- [Instruction]
Find every line below that contains the word "white" and copy each of those lines.

- [The data]

+ + +

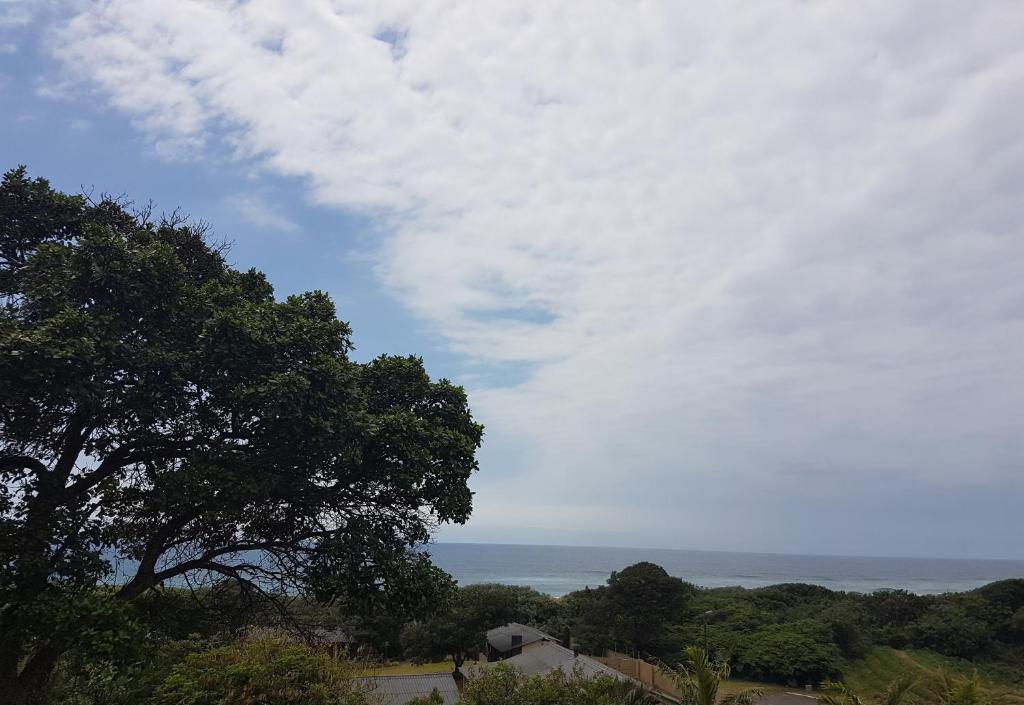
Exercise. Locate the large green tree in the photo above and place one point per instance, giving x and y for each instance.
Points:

+ + +

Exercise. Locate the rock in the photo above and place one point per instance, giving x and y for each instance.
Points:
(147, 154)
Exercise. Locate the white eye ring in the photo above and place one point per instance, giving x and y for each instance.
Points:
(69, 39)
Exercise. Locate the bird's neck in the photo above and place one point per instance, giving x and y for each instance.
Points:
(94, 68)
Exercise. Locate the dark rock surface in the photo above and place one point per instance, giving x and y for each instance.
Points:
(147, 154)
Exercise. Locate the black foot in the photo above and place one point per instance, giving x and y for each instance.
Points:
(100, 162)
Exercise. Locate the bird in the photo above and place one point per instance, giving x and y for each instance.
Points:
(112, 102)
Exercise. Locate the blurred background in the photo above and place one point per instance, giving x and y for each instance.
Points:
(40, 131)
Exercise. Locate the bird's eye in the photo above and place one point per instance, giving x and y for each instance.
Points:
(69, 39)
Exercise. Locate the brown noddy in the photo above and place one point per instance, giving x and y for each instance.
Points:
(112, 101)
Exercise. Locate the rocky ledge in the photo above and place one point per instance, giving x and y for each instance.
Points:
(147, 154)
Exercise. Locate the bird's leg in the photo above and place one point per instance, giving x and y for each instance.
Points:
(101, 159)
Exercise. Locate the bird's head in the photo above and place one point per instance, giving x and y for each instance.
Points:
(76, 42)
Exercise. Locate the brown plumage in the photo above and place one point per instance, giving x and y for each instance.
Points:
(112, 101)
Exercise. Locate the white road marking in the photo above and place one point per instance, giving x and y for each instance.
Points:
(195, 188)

+ + +

- [Final result]
Exercise. Locate the white eye ring in the photo above and place one point per instance, giving x and y for each instance.
Exercise. Locate the white road marking in the photo above and place one point per instance, giving x and y for each instance.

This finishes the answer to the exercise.